◆ **Page text**
----
She Helped Draft Iraq’s Constitution and then Fled the Country

Ban Jamil Katto grew up in Baghdad and for the majority of her life she lived under the rule of Saddam Hussein. She was a religious minority, a Christian in a Muslim country. After growing up in what she fondly remembers as a privileged household, she decided she would become a lawyer. Both of her parents were extremely supportive, something she does not take for granted. In Iraq, she explains, law school is selective and rigorous, especially for women. In addition to the academic pressure, community values weighed on her heavily.

You are seen as a woman, not a human being.

“A female working? Why?” Women were supposed to be in the home and serve their husbands. This sentiment, Ban says, was one of the “biggest challenges” within her community. “I can’t say it was an easy life – it was not,” she recalls. Iraqis answer to members of their family, and perhaps even more so to the members of their community. As a woman, she says, you are seen “only as a woman, not a human being.” But despite this, her strong and independent nature carried her forward. “I don’t listen to anyone!” she jokes.
----
[Stored data entries]
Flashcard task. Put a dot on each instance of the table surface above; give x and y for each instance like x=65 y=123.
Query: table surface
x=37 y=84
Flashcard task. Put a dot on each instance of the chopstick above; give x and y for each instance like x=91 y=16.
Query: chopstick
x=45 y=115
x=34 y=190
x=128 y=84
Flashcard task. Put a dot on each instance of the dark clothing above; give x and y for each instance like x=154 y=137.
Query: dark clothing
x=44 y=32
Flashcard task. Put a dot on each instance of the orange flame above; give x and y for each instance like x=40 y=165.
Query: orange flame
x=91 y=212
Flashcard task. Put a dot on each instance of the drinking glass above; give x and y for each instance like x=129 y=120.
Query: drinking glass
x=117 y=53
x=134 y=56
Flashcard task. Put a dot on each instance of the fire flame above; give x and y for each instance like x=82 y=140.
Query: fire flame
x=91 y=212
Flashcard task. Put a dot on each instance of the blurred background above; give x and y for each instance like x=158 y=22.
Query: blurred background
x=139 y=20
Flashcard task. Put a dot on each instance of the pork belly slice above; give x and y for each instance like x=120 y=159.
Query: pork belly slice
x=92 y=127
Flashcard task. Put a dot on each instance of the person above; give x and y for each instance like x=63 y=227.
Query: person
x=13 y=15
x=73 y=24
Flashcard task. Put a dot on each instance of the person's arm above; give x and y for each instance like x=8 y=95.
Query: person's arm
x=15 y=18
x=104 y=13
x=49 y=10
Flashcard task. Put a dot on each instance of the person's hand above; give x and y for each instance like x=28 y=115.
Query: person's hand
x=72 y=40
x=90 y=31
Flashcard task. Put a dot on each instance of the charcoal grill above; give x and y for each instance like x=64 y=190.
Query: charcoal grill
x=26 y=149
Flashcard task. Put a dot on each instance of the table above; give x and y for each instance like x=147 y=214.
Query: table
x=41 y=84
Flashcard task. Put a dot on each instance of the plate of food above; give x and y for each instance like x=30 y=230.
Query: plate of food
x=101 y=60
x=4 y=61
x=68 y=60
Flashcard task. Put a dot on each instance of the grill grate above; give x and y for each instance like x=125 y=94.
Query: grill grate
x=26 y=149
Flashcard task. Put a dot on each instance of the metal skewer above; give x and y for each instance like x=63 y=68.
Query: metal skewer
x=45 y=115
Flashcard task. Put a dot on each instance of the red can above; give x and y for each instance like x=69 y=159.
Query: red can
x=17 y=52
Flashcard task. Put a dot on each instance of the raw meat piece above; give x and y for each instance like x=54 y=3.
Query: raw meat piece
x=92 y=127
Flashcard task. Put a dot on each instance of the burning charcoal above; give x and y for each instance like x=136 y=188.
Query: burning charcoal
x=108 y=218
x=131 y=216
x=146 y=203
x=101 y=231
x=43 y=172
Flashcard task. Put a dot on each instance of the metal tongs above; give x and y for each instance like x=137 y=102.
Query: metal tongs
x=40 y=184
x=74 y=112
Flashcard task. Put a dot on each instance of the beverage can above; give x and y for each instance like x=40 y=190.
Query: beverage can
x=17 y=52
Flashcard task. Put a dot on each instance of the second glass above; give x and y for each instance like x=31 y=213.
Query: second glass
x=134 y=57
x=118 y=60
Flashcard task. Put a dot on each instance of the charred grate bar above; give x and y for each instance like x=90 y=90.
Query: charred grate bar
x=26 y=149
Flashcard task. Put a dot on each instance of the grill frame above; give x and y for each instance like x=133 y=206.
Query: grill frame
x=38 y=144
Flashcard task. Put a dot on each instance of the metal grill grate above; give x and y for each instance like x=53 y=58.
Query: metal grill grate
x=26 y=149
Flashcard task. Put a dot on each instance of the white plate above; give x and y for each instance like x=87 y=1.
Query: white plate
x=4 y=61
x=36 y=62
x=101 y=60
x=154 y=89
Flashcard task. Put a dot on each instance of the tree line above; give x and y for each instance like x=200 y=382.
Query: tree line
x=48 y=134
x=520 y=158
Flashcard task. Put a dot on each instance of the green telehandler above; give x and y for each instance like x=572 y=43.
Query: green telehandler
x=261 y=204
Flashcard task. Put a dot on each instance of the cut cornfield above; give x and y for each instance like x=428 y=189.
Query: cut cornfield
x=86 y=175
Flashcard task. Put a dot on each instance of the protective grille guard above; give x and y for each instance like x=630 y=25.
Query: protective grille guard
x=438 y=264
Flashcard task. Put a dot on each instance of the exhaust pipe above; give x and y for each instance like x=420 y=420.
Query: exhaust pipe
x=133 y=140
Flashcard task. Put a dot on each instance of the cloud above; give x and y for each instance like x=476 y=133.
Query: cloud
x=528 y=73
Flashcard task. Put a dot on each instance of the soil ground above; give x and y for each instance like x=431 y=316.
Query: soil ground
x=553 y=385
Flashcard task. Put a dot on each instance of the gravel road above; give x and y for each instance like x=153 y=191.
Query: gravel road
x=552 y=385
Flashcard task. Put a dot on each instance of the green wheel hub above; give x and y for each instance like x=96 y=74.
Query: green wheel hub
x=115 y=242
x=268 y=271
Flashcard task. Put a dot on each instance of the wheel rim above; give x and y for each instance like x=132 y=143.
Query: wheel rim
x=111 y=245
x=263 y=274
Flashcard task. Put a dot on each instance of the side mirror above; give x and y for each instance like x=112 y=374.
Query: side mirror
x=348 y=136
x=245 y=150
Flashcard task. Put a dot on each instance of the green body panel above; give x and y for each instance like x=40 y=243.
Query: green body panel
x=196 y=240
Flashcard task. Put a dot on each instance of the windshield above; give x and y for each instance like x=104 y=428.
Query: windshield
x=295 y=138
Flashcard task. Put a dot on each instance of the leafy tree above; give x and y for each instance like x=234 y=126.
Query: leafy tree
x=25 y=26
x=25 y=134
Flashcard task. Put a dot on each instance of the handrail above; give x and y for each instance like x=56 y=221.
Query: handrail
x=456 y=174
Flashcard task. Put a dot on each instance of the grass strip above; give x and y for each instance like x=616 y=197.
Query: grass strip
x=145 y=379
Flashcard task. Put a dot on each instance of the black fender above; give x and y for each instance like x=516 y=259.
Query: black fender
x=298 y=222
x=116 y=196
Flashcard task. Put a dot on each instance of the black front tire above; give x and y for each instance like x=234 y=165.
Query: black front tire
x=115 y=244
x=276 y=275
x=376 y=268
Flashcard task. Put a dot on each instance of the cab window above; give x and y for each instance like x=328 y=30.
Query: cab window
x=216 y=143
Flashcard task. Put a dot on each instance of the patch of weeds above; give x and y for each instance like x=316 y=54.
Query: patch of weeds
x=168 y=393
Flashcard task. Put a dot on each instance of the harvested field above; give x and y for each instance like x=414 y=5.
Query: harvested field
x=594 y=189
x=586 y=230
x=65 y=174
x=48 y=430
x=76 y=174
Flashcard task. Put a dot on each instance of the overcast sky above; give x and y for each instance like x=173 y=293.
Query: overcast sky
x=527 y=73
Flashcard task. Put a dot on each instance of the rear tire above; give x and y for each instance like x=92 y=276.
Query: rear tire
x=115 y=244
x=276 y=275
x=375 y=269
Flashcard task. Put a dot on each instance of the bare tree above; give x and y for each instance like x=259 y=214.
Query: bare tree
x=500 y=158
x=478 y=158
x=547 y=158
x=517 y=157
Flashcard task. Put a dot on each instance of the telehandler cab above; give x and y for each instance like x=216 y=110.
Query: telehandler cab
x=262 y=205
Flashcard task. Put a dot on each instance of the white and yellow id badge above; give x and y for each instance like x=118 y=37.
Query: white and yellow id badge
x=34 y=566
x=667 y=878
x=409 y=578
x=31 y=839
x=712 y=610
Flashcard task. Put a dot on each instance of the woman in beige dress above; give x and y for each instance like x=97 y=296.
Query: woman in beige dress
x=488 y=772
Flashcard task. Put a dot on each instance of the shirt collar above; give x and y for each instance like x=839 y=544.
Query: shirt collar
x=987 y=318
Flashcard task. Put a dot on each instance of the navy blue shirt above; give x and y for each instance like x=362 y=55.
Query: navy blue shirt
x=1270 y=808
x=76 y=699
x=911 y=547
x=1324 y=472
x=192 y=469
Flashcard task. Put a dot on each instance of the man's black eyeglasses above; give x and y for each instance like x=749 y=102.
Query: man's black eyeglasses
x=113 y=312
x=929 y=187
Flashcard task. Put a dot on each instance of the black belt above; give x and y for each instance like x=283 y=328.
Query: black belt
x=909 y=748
----
Print, word for word, the portion of the Ban Jamil Katto profile that opens with the words containing "Ban Jamil Katto" and closes with "on her heavily.".

◆ **Reply to the task**
Ban Jamil Katto grew up in Baghdad and for the majority of her life she lived under the rule of Saddam Hussein. She was a religious minority, a Christian in a Muslim country. After growing up in what she fondly remembers as a privileged household, she decided she would become a lawyer. Both of her parents were extremely supportive, something she does not take for granted. In Iraq, she explains, law school is selective and rigorous, especially for women. In addition to the academic pressure, community values weighed on her heavily.